DATA ENTRIES ::
○ ○ ○ ○

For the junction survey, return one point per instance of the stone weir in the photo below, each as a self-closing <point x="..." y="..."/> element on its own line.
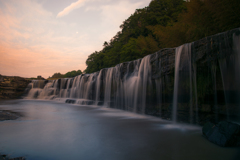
<point x="193" y="83"/>
<point x="12" y="87"/>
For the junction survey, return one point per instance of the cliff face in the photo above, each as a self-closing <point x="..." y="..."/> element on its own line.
<point x="12" y="87"/>
<point x="192" y="83"/>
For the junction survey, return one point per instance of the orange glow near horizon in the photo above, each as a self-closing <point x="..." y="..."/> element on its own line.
<point x="44" y="37"/>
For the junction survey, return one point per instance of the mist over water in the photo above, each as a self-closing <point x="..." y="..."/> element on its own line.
<point x="53" y="130"/>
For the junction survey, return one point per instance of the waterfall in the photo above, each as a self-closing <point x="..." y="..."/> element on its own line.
<point x="176" y="80"/>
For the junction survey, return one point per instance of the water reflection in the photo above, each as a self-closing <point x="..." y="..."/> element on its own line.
<point x="53" y="130"/>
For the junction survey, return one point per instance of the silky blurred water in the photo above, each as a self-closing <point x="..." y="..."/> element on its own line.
<point x="51" y="130"/>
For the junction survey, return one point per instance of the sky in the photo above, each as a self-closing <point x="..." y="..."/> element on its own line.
<point x="43" y="37"/>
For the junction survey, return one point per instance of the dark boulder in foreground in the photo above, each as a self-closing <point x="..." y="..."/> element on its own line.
<point x="225" y="134"/>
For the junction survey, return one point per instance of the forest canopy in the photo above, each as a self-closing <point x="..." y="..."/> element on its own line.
<point x="70" y="74"/>
<point x="165" y="24"/>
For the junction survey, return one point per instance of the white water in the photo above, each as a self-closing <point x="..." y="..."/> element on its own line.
<point x="130" y="85"/>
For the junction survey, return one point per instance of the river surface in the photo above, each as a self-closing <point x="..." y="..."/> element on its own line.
<point x="52" y="130"/>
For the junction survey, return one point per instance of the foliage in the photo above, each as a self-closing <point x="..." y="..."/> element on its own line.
<point x="165" y="24"/>
<point x="67" y="75"/>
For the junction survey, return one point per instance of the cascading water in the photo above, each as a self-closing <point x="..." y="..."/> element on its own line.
<point x="184" y="85"/>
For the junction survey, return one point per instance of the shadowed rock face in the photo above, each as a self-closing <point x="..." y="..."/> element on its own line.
<point x="193" y="83"/>
<point x="12" y="87"/>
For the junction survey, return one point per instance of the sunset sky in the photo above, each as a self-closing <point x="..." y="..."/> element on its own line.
<point x="42" y="37"/>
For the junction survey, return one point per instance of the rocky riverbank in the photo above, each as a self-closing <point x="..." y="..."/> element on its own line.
<point x="12" y="87"/>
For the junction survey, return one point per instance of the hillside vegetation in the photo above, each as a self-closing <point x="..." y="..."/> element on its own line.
<point x="165" y="24"/>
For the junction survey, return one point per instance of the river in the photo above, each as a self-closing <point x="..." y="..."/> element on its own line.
<point x="52" y="130"/>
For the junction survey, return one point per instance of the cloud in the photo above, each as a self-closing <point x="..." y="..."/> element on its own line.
<point x="70" y="8"/>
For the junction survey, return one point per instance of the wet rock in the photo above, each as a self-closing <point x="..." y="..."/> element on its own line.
<point x="225" y="134"/>
<point x="12" y="87"/>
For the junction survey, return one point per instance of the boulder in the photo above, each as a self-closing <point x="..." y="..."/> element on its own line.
<point x="225" y="134"/>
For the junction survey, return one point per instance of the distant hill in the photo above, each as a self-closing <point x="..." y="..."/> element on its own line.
<point x="165" y="24"/>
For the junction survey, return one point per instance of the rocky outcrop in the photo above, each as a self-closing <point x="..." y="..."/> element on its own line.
<point x="224" y="134"/>
<point x="12" y="87"/>
<point x="204" y="74"/>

○ ○ ○ ○

TASK STATEMENT :: Reproduce the material above in full and without alteration, but skip all pictures.

EXERCISE SOLUTION ::
For the junction survey, return one point per instance of the stone weir in the photo below, each as a self-closing <point x="..." y="..."/> element on its own line.
<point x="193" y="83"/>
<point x="12" y="87"/>
For the junction survey, return one point per instance of the cliff face in the photo above, each as a self-closing <point x="..." y="..."/> element on its own line.
<point x="12" y="87"/>
<point x="192" y="83"/>
For the junction survey, return one point per instance of the orange glow near horizon in the photo above, each as a self-closing <point x="..." y="..."/> element on its own line.
<point x="44" y="37"/>
For the junction survey, return one point per instance of the mist over water in the photo above, each as a self-closing <point x="..." y="..."/> element on its own line.
<point x="53" y="130"/>
For the junction survey, return one point per instance of the waterfall in the photo above, each as a self-closing <point x="..." y="..."/> element on its own line.
<point x="176" y="80"/>
For the junction survey, return one point per instance of the water reflection in the photo above, each as a self-closing <point x="..." y="..."/> element on its own line.
<point x="53" y="130"/>
For the junction survey, return one point per instance of the silky blurred water in the photo above, each as a self-closing <point x="..." y="..."/> element on its own line.
<point x="51" y="130"/>
For the junction survey, return one point per instance of the sky in the photo above, each as a self-closing <point x="..." y="..."/> element on its own line.
<point x="43" y="37"/>
For the junction survey, return one point per instance of the dark boulder in foreground in the photo above, each as a self-closing <point x="..." y="..."/> element on its own line.
<point x="225" y="134"/>
For the junction survey, return one point per instance of the forest canopy in the photo above, each as a self-closing <point x="..." y="..."/> element on its own line.
<point x="70" y="74"/>
<point x="165" y="24"/>
For the junction survey, return one point per instance of the white water in the photo above, each as a self-closing <point x="..." y="..."/> element on its own line.
<point x="130" y="85"/>
For the junction survey, return one point per instance of the river surface in the photo above, each as a self-closing <point x="..." y="..."/> element on its own line.
<point x="52" y="130"/>
For the junction survey, return one point per instance of the foliage in the photo above, each as a self-closing <point x="..." y="..."/> element on its own line.
<point x="165" y="24"/>
<point x="67" y="75"/>
For the junction survey, return one point per instance of the cascading water in the photo above, each as a self-closing <point x="..." y="..."/> element on its own line.
<point x="184" y="85"/>
For the junction survey, return one point per instance of the shadowed rock face in the photo above, each as a self-closing <point x="..." y="..."/> element on its own line.
<point x="193" y="83"/>
<point x="12" y="87"/>
For the junction survey, return one point per instance of the sunset sky in the photo above, each as a self-closing <point x="..." y="..."/> element on its own line.
<point x="42" y="37"/>
For the junction survey, return one point per instance of the rocky riverbank in the photo above, each as a self-closing <point x="..." y="..."/> element on its own line.
<point x="12" y="87"/>
For the junction survey, return one point per instance of the hillside vegetation in the photo above, each as a self-closing <point x="..." y="..."/> element on its own line.
<point x="165" y="24"/>
For the junction survey, return one point per instance of the river in the photo above, each as a self-closing <point x="..." y="..."/> element on its own line.
<point x="52" y="130"/>
For the junction survey, return one point per instance of the cloud in the photo above, each as a self-closing <point x="..." y="..."/> element on its own line.
<point x="70" y="8"/>
For the junction survey, return one point per instance of the wet rock in the photo above, each as a self-closing <point x="..." y="..."/> element on its own line.
<point x="225" y="134"/>
<point x="12" y="87"/>
For the junction survey, return one point per instance of the boulder in the photo above, each as a self-closing <point x="..." y="..."/> element on its own line.
<point x="225" y="134"/>
For the junction survey, return one point per instance of the distant hill in the photo above, each as a self-closing <point x="..." y="..."/> element on its own line.
<point x="165" y="24"/>
For the junction survey, return one point per instance of the rocky outcrop in the photo above, each as a self-closing <point x="..." y="..."/> element on its own line.
<point x="224" y="134"/>
<point x="12" y="87"/>
<point x="204" y="74"/>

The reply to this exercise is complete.